### [本文]
━━━━━━━━━━━━━━━━

あくまで個人的な意見として述べさせていただくと、
大阪の「笑い」というものは、
他地域の方々が想像する以上に、
「内輪ネタ」や「ベタ」なものが多分に含まれる。

そして、この文化は、意外にも、
「大阪人なら面白いこと言うんでしょ?」
というような発言に対して、
必ずしも大阪の人間が心地良い感情を
持たないということと無関係ではない。

新喜劇を観ていると、
この一見無関係な二つのお話が、
実は一つに繋がっているのだと実感する。

基本的に、新喜劇に登壇する役者さんは、
どのタイミングでどんな
「お決まり」のギャグを披露するかを、
観客はよくよく心得ている。

そして、そうしたベタな「お決まり」に対して、
観客も含めてずっこけるのが、
また一つの「お決まり」になっている。

そして、そうした「お決まり」を良く知っているからこそ、
その「型」を敢えて崩すことで、
一段と味わいの深い笑いに誘うということも、
これまた半ば「お決まり」の文化として定着している。

まさにべたべたの「内輪ネタ」なのだ。
もちろん、初めて見る人にとっても、
こうした役者さんのやりとりは十分に面白いものなのだが、
この味わいを深めるには、
ある意味での「内輪ネタ」である「お決まり」を含む、
大阪の文化に浸っている必要がある。

そして、この文化の中心である観客は、
役者さんの演技やアドリブに対して的確に
ずっこける、ツッコミを入れるなどのリアクションを取ることで
(テレビの前に座っていてもツッコミを忘れてはならない!)
まさに舞台上の役者さんと一体となって、
「笑いの場」を作り出すのである。

大阪文化のべたべたの「お笑い」を観る人は皆、
「自分が一番おもろい」と思っている。

だからこそ、役者さんの演技やアドリブに対し、
様々なリアクションを取る「自分」を含めて、
「笑いの場」を「自分の笑い」として楽しんでいるのである。

ここには、単なる大阪という、
世界から見れば「点」のような一地方の笑いの文化を超えて、
人間が根源的に持つ、
「コミュニケーション」というものの原点がある。

大阪文化は、他者の発話に対し、
それを客観的に観測するということはない。
必ず、「最もおもろい自分」が、
その中に入り込むことで、
すなわち、他者の発話に対するツッコミであったり、
気の利いた切り替えしであったり、
時には予想外の反応をしてみることで
相手のツッコミを誘発したり、
そうしたアドリブという
無限定空間におけるリアルタイムの創出を通して、
自分自身が他者と一体となった空間を創出することで、
「場」を作るということを自然に行うのである。

━━━━━━━━━━━━━━━━

### [課題]
大阪の笑いを論じた本文から、「というような発言に対して、」で始まり「観客はよくよく心得ている。」に至るまでの範囲を一字一句違えずに書き写してください。

### [データ一覧]

━━━━━━━━━━━━━━━━

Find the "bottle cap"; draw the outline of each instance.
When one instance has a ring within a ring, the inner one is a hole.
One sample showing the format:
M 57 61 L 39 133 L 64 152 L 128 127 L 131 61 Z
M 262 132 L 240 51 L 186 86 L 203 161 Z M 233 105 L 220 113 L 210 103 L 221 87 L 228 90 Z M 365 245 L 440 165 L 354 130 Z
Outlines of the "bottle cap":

━━━━━━━━━━━━━━━━

### [解答全文]
というような発言に対して、
必ずしも大阪の人間が心地良い感情を
持たないということと無関係ではない。

新喜劇を観ていると、
この一見無関係な二つのお話が、
実は一つに繋がっているのだと実感する。

基本的に、新喜劇に登壇する役者さんは、
どのタイミングでどんな
「お決まり」のギャグを披露するかを、
観客はよくよく心得ている。